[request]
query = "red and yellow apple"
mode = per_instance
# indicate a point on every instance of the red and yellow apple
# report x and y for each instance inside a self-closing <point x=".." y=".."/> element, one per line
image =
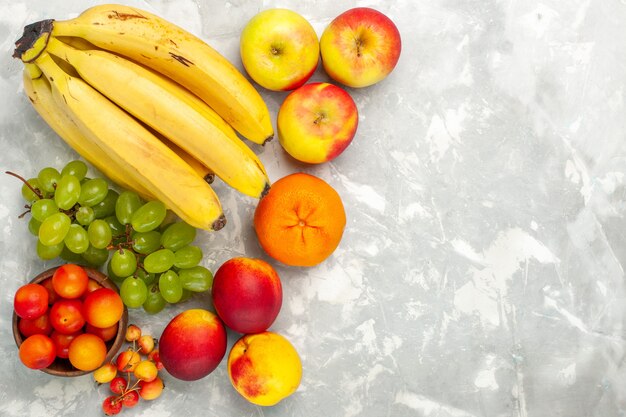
<point x="317" y="122"/>
<point x="247" y="294"/>
<point x="279" y="49"/>
<point x="192" y="344"/>
<point x="360" y="47"/>
<point x="264" y="368"/>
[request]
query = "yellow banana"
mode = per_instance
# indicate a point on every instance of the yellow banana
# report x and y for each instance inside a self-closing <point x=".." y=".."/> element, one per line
<point x="170" y="110"/>
<point x="40" y="95"/>
<point x="196" y="165"/>
<point x="181" y="56"/>
<point x="131" y="145"/>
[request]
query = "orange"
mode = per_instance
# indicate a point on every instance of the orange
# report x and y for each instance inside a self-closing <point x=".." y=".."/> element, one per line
<point x="300" y="221"/>
<point x="87" y="352"/>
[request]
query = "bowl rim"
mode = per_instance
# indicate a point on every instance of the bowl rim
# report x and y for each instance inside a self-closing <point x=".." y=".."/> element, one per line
<point x="113" y="346"/>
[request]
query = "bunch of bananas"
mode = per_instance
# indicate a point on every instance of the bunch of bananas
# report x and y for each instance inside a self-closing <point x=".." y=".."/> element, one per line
<point x="150" y="105"/>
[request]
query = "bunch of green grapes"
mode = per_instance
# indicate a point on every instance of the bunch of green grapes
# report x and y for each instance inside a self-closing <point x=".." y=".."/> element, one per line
<point x="70" y="214"/>
<point x="150" y="255"/>
<point x="155" y="262"/>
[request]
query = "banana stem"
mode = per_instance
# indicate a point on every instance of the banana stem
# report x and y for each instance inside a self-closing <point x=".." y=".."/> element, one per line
<point x="33" y="41"/>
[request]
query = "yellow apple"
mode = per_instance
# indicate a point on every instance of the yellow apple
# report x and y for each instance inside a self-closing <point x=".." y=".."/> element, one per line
<point x="279" y="49"/>
<point x="360" y="47"/>
<point x="317" y="122"/>
<point x="264" y="368"/>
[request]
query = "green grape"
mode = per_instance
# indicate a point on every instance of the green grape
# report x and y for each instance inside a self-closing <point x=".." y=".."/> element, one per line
<point x="149" y="216"/>
<point x="93" y="192"/>
<point x="76" y="168"/>
<point x="27" y="193"/>
<point x="127" y="203"/>
<point x="170" y="286"/>
<point x="196" y="279"/>
<point x="170" y="218"/>
<point x="159" y="261"/>
<point x="123" y="262"/>
<point x="41" y="209"/>
<point x="54" y="228"/>
<point x="117" y="228"/>
<point x="134" y="292"/>
<point x="85" y="215"/>
<point x="178" y="235"/>
<point x="186" y="295"/>
<point x="155" y="301"/>
<point x="95" y="257"/>
<point x="99" y="234"/>
<point x="111" y="275"/>
<point x="48" y="178"/>
<point x="147" y="277"/>
<point x="77" y="240"/>
<point x="33" y="226"/>
<point x="47" y="252"/>
<point x="67" y="192"/>
<point x="147" y="242"/>
<point x="187" y="257"/>
<point x="106" y="207"/>
<point x="71" y="257"/>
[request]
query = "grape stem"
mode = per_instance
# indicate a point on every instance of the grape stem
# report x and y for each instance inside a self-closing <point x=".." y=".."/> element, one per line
<point x="33" y="189"/>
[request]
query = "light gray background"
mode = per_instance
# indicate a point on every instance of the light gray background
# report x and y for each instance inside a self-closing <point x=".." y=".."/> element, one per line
<point x="481" y="270"/>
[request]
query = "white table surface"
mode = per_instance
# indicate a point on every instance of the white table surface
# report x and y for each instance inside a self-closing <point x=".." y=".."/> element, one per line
<point x="481" y="270"/>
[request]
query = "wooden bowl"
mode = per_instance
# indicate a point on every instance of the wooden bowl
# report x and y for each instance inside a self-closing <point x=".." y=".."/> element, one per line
<point x="62" y="367"/>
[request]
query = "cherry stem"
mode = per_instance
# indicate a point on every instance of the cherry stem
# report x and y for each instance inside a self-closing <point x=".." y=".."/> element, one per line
<point x="33" y="189"/>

* * * * * * *

## [Exercise]
Leave out the pictures and reproduce the rest of the listing exactly.

## [Solution to this task]
[request]
query = "red and yellow apple"
mode = per_instance
# indicate a point on every instance of the red and yellow apple
# report x and y for each instance inside a self-closing <point x=".." y=".."/> element, one per line
image =
<point x="317" y="122"/>
<point x="247" y="294"/>
<point x="279" y="49"/>
<point x="192" y="344"/>
<point x="360" y="47"/>
<point x="264" y="368"/>
[request]
query = "yellow banana"
mode = per_instance
# indicate a point on every instance of the yellow banana
# report x and y for each instance inside a self-closing <point x=".." y=".."/> element, one per line
<point x="170" y="110"/>
<point x="40" y="95"/>
<point x="196" y="165"/>
<point x="181" y="56"/>
<point x="131" y="145"/>
[request]
query = "orange"
mode = per_instance
# indicate a point on every instance of the orange
# report x and y for each instance inside a self-closing <point x=".." y=".."/> element, one per line
<point x="300" y="221"/>
<point x="87" y="352"/>
[request]
query = "bowl rim"
mode = per_instance
# indicate a point on every instance of the bowl rim
# report x and y for each instance inside a self-closing <point x=".." y=".."/> element, one per line
<point x="113" y="346"/>
[request]
query = "bunch of bananas"
mode = per_instance
# indicate a point on every instance of the bunch of bananas
# report x and y for each instance inside a self-closing <point x=".." y=".."/> element, one per line
<point x="150" y="105"/>
[request]
query = "bunch of green grapes"
mode = per_instance
# indicate a point on every instance of the bunch of green grapes
# report x and y for each instance inside a self-closing <point x=".." y=".."/> element, one per line
<point x="70" y="214"/>
<point x="150" y="255"/>
<point x="155" y="262"/>
[request]
query = "banana stem"
mode = per_instance
# indicate a point on every instance of the banana stem
# report x and y for each instance inside a self-closing <point x=".." y=".."/> element, one per line
<point x="33" y="41"/>
[request]
query = "yellow apple"
mode = per_instance
# indicate a point on every instance of the yellow apple
# report x and y for each instance inside a self-closing <point x=".." y=".."/> element, one per line
<point x="279" y="49"/>
<point x="360" y="47"/>
<point x="317" y="122"/>
<point x="264" y="368"/>
[request]
query = "green grape"
mode = per_instance
# indicate a point on every instance of the green grape
# report x and y for each instance inside a self-closing <point x=".." y=".."/> element, one per line
<point x="149" y="216"/>
<point x="93" y="192"/>
<point x="76" y="168"/>
<point x="27" y="193"/>
<point x="127" y="203"/>
<point x="170" y="286"/>
<point x="196" y="279"/>
<point x="170" y="218"/>
<point x="159" y="261"/>
<point x="123" y="262"/>
<point x="41" y="209"/>
<point x="54" y="228"/>
<point x="117" y="228"/>
<point x="134" y="292"/>
<point x="85" y="215"/>
<point x="178" y="235"/>
<point x="186" y="295"/>
<point x="155" y="301"/>
<point x="95" y="257"/>
<point x="99" y="234"/>
<point x="111" y="275"/>
<point x="48" y="178"/>
<point x="147" y="277"/>
<point x="77" y="240"/>
<point x="33" y="226"/>
<point x="47" y="252"/>
<point x="67" y="192"/>
<point x="147" y="242"/>
<point x="187" y="257"/>
<point x="106" y="207"/>
<point x="71" y="257"/>
[request]
query = "grape stem"
mode = per_instance
# indicate a point on every instance of the grape stem
# report x and y for each instance inside a self-closing <point x=".." y=".."/> element, one per line
<point x="33" y="189"/>
[request]
query = "light gray background"
mode = per_instance
# indicate a point on every instance of the light gray background
# report x and y for each instance inside a self-closing <point x=".." y=".."/> element, one per line
<point x="481" y="270"/>
[request]
query = "white table surface"
mode = per_instance
# indicate a point on every instance of the white table surface
# report x and y for each instance inside a self-closing <point x=".." y=".."/> element, one per line
<point x="481" y="270"/>
[request]
query = "wooden bowl"
mode = per_instance
# indicate a point on every instance of the wooden bowl
# report x and y for each instance inside a self-closing <point x=".." y=".."/> element, one per line
<point x="62" y="367"/>
[request]
query = "cherry stem"
mode = per_instance
# indicate a point on every instance of the cherry stem
# report x and y for each instance inside a self-closing <point x=".." y=".."/> element, one per line
<point x="33" y="189"/>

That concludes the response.